# WHAT THE TASK ASKS
Find each line in the material below that contains the string "rotor" and copy it out. Case matters.

# RECORDS TO PROCESS
####################

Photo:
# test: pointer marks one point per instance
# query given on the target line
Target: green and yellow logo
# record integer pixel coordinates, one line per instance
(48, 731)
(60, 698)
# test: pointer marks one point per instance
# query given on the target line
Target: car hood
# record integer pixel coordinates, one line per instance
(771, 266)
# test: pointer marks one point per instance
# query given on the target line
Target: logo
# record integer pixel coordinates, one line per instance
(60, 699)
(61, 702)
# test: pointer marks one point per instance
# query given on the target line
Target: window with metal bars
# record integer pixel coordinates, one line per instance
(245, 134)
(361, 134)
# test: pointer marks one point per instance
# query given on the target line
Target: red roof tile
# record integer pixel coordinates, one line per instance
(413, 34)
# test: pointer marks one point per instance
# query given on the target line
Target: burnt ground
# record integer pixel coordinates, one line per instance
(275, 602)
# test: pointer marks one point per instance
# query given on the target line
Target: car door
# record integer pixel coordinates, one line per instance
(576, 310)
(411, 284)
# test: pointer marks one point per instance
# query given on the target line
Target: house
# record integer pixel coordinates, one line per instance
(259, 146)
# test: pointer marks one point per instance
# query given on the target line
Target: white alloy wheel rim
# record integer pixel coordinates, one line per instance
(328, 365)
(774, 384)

####################

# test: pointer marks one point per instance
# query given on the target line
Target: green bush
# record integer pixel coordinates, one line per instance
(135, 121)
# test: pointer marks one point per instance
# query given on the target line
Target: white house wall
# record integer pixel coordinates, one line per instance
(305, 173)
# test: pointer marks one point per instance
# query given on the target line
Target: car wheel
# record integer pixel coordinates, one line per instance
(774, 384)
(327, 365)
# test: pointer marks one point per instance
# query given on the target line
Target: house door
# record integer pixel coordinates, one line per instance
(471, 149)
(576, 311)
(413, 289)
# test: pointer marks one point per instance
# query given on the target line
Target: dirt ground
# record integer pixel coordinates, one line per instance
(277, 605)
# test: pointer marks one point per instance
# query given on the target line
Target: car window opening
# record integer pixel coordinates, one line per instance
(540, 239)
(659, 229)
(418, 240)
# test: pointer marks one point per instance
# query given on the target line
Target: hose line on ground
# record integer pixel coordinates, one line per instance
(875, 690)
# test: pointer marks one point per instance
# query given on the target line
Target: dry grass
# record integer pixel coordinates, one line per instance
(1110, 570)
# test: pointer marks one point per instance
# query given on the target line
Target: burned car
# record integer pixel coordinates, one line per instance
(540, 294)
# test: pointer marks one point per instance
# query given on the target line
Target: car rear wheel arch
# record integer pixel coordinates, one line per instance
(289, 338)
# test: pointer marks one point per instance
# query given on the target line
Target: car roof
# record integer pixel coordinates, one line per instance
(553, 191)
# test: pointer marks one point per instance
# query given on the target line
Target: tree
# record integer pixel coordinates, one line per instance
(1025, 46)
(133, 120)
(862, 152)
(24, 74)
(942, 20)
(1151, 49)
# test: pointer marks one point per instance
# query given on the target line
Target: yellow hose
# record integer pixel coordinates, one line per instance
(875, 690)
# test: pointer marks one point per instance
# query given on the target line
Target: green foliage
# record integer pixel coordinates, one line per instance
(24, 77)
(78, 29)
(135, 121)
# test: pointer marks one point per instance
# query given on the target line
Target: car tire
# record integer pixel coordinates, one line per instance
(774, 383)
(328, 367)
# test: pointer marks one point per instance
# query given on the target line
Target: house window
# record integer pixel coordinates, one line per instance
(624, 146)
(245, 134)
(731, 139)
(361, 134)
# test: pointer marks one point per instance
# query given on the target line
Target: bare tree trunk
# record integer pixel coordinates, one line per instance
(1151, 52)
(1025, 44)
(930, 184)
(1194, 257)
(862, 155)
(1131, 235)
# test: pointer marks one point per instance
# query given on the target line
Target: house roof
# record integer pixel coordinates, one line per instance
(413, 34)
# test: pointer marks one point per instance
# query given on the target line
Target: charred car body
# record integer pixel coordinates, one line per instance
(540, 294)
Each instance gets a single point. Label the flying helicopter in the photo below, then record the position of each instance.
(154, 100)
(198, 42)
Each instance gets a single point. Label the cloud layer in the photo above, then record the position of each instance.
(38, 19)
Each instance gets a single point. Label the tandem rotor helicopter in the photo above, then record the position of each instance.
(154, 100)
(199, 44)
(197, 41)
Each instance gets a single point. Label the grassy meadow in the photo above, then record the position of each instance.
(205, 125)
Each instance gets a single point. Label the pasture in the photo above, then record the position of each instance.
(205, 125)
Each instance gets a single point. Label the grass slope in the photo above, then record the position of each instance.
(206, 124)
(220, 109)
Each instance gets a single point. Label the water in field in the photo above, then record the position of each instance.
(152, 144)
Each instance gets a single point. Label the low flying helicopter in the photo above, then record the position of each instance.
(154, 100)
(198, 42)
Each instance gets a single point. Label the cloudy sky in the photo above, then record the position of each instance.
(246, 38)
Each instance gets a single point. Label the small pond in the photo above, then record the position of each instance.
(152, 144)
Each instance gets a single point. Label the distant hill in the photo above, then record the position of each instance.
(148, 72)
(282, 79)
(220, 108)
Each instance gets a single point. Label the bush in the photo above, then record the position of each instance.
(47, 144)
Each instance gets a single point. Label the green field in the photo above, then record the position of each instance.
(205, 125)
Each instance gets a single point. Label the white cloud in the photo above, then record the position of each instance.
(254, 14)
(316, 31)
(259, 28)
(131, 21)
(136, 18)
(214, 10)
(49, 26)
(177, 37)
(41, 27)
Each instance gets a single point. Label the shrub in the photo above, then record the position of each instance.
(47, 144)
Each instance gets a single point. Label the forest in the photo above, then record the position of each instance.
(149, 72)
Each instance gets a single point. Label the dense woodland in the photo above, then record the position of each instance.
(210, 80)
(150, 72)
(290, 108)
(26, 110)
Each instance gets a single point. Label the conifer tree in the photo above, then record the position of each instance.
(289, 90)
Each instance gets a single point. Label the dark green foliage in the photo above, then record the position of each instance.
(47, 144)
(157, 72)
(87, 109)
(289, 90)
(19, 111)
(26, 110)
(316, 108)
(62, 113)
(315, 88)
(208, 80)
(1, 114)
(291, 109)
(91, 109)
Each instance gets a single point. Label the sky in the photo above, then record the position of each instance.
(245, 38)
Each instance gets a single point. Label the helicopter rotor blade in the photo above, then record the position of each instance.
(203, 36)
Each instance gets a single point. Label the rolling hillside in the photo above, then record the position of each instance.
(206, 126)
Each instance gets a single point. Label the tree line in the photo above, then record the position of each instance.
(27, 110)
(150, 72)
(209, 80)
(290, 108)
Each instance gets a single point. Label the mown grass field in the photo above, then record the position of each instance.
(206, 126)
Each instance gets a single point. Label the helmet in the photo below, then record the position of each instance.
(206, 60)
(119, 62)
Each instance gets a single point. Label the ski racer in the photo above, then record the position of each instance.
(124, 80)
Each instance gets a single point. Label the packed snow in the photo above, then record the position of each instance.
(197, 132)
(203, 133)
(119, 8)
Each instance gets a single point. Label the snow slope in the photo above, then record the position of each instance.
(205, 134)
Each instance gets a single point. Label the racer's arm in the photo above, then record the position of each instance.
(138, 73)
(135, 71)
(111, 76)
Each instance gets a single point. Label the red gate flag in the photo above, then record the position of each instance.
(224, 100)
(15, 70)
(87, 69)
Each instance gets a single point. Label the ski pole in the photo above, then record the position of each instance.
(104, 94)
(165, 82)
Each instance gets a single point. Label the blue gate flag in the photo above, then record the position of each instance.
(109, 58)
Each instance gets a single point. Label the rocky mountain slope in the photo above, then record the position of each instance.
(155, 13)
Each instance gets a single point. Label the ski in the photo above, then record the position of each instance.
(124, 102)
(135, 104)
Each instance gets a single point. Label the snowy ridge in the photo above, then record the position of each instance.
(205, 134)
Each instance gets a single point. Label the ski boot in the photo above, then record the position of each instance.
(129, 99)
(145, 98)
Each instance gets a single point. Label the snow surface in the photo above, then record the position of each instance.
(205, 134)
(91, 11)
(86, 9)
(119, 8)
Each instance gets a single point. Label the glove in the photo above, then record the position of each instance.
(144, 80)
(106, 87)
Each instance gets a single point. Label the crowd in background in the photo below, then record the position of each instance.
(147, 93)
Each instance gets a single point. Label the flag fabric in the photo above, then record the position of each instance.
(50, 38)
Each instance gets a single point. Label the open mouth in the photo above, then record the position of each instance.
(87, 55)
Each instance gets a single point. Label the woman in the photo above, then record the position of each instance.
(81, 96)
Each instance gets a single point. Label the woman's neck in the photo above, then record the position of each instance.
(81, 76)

####################

# EXERCISE RESULT
Each instance gets a single point. Label the tandem rotor helicopter in the photo above, then record the position of each instance.
Each instance gets a single point. Label the helicopter rotor blade in the photo above, then record the position of each instance.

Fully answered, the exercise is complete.